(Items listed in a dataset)
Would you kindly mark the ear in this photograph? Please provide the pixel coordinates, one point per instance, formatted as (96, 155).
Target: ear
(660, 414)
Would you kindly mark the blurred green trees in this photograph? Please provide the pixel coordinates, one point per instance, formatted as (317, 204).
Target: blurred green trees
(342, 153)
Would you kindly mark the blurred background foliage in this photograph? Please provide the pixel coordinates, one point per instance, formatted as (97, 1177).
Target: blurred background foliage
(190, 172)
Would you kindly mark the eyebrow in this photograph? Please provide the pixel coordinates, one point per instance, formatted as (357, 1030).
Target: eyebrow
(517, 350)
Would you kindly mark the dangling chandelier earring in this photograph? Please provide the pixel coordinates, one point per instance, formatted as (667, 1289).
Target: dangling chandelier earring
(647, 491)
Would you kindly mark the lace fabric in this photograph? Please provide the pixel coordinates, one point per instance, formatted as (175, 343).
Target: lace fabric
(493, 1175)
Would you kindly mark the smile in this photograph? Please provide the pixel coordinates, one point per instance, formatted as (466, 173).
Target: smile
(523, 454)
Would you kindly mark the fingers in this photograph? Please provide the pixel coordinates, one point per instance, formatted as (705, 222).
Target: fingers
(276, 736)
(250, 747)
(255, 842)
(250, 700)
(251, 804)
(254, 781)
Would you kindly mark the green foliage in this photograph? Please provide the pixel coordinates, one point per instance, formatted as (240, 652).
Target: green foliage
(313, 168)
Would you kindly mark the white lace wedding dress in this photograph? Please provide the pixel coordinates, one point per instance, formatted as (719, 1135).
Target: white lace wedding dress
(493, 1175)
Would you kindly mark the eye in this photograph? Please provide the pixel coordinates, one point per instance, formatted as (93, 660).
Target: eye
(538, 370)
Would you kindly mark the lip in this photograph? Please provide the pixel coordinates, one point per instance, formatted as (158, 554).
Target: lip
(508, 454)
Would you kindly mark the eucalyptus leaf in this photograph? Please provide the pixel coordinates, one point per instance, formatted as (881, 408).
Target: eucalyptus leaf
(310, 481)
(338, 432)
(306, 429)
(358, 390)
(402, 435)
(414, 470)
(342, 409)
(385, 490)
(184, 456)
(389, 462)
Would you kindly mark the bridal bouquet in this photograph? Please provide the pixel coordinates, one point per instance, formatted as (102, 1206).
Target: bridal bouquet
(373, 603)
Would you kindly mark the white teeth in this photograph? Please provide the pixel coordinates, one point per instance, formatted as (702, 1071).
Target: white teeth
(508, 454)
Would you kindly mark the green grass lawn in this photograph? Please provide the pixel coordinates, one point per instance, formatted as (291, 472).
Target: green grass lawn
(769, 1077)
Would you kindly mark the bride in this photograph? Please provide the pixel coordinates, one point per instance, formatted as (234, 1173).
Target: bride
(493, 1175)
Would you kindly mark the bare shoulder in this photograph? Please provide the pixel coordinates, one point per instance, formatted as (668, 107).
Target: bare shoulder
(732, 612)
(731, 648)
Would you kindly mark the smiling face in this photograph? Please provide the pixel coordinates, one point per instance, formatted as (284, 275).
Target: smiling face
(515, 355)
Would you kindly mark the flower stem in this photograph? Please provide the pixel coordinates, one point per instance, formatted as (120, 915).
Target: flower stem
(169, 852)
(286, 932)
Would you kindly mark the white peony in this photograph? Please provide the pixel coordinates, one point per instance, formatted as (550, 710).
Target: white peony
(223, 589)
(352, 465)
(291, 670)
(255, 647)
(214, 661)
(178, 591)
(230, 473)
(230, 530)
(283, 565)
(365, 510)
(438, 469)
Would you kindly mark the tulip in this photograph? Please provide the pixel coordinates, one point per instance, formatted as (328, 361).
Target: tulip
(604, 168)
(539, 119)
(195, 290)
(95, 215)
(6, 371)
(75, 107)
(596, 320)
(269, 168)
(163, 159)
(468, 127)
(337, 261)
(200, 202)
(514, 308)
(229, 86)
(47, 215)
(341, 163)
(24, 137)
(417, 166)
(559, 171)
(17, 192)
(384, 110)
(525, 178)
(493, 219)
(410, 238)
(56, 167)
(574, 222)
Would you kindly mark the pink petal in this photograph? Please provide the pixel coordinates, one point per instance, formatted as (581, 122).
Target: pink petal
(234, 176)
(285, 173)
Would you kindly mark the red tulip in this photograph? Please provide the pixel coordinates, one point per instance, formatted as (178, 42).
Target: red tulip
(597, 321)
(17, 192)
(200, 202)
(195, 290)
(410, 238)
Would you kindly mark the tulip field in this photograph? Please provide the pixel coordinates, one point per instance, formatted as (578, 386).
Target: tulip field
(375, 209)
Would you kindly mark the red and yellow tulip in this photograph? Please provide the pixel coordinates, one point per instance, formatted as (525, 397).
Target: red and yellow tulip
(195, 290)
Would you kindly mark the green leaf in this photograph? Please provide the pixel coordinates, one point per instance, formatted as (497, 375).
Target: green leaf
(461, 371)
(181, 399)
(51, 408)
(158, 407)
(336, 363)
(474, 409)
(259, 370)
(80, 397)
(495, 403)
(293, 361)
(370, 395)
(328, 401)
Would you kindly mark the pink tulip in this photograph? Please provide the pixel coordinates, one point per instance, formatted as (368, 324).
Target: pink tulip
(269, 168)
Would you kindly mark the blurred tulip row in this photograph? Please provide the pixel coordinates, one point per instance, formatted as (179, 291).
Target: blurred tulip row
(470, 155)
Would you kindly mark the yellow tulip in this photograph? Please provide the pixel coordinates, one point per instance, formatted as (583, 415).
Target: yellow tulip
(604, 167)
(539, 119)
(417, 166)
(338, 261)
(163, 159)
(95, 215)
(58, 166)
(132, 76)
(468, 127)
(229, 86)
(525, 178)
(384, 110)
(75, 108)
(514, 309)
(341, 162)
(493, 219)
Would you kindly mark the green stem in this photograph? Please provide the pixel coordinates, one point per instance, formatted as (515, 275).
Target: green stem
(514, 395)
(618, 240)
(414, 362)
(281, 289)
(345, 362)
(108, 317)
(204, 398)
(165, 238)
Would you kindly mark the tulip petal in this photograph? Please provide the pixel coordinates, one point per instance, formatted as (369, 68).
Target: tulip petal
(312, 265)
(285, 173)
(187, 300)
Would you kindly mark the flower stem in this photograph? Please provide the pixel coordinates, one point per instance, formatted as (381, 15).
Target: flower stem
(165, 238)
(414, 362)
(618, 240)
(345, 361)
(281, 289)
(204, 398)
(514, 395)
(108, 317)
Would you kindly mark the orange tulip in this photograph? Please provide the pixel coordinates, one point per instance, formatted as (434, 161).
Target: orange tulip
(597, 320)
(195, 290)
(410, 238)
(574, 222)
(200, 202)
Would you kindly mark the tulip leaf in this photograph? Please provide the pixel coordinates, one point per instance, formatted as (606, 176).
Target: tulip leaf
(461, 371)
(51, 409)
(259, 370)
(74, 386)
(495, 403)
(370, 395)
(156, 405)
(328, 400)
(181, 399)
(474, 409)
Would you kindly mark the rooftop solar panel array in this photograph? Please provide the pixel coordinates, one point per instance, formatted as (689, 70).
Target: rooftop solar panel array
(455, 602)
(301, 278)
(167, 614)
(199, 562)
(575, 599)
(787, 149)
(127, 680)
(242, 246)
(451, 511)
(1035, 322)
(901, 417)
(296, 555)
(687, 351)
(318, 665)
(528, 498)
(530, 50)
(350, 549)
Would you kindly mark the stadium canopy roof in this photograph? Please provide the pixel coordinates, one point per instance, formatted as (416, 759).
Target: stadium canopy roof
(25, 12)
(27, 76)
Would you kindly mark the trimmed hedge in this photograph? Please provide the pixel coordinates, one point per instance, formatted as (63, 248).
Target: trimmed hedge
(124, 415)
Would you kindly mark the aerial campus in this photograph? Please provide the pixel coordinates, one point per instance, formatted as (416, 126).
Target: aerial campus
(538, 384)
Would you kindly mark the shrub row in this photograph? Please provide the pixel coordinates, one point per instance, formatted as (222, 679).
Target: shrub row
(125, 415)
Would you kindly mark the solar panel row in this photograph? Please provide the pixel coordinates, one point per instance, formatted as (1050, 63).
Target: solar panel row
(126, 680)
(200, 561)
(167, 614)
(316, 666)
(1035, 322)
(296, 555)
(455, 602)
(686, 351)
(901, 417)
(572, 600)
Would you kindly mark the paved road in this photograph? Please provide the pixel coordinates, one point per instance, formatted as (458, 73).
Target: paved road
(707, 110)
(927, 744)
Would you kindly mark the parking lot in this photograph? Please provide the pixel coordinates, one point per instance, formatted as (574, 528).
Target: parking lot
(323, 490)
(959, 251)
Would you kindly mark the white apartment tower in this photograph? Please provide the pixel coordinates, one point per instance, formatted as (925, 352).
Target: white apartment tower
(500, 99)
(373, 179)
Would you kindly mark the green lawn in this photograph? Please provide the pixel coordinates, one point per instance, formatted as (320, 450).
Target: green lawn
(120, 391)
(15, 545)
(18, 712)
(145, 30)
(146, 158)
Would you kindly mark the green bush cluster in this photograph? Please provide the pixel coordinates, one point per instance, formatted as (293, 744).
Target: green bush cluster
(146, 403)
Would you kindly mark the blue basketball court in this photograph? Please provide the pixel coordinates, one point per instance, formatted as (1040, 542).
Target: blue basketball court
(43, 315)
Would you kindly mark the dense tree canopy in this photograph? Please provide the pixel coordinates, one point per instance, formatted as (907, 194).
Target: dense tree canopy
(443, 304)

Problem to work on:
Swap "green lawn" for "grass field" everywhere it occurs in the records, from the line containing "Would you kindly mark the parking" through the end of the records. Return only those lines, with nothing else altered.

Solution to this exercise:
Would you kindly mark the parking lot in this photograph? Please provide the pixel coordinates, one point per instance, formatted as (574, 528).
Target: parking lot
(323, 490)
(959, 251)
Would you kindly mark the white apartment tower in this photograph? Please provide the pixel coordinates, one point per instance, formatted as (925, 352).
Target: white apartment tower
(500, 99)
(373, 179)
Would you kindly mark the grass field in this photograph? Please provide the pixel coordinates, one point per instance, formatted as (320, 450).
Target: grass field
(120, 391)
(15, 545)
(18, 712)
(145, 30)
(146, 158)
Would you kindly mark the green bush cluster in this photograph? Please provide the pixel coordinates, one point per instance, formatted as (293, 744).
Target: green bush cluster
(146, 403)
Would you kindly mark the blue basketball court in this photograph? Please provide the pixel coordinates, one point per instance, formatted as (1040, 542).
Target: blue basketball court
(43, 315)
Would you kindly mark the dense tree canopy in this photograph? Please provide the pixel coordinates, one point per instance, formatted as (907, 194).
Target: dense tree canopy
(443, 304)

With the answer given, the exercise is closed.